* _Brano da leggere_

=-=-=-=-=

Rodolfo è tra i primi fondatori e attuale presidente di Teniamoci per Mano Onlus: 1200 clown volontari in 10 regioni e 220 ospedali, strutture sociosanitarie, case famiglie convenzionate. Teniamoci per Mano è la più importante associazione in Italia dedicata a questa attività.
Cosa è la clown therapy?
“È relazione nel qui ed ora. È l’incontro nella radice comune della nostra umanità. Io ti parlo senzala memoria del passato né il peso del futuro perché nel presente puoi essere felice anche se morirai o soffrirai l’istante successivo. Siccome la sanità e la medicina guardano al sintomo, al male, tendono ad essere un po’ serie, irreggimentate, gerarchiche, ma è giusto così. Quello che serve è un ingrediente in più, per questo si parla del bisogno di “umanizzare le cure”. La clown therapy guarda alla persona senza pregiudizi: il sintomo, la malattia, la morte non ci interessano. Ci interessa la vita”.
Cosa non è la clown therapy?

=-=-=-=-=

* _Dati da analizzare_

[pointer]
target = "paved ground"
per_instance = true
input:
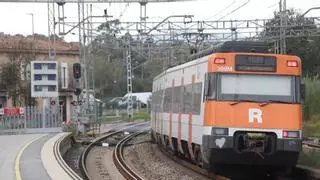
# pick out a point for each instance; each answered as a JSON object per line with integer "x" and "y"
{"x": 10, "y": 146}
{"x": 31, "y": 165}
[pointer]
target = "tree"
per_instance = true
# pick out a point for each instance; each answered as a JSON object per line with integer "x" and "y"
{"x": 306, "y": 46}
{"x": 14, "y": 73}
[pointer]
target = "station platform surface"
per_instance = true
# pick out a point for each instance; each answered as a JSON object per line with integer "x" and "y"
{"x": 11, "y": 147}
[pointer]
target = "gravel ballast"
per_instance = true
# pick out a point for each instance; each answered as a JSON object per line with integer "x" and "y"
{"x": 150, "y": 163}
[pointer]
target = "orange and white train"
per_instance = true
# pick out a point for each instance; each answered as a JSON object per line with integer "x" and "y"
{"x": 232, "y": 105}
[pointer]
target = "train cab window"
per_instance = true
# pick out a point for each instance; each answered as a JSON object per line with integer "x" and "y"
{"x": 257, "y": 88}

=-=-=-=-=

* _Attività_
Riporta senza modifiche il passo del brano sulla clown therapy che va da "Rodolfo è tra" fino a "a questa attività." compreso.

* _Soluzione dell'esercizio_
Rodolfo è tra i primi fondatori e attuale presidente di Teniamoci per Mano Onlus: 1200 clown volontari in 10 regioni e 220 ospedali, strutture sociosanitarie, case famiglie convenzionate. Teniamoci per Mano è la più importante associazione in Italia dedicata a questa attività.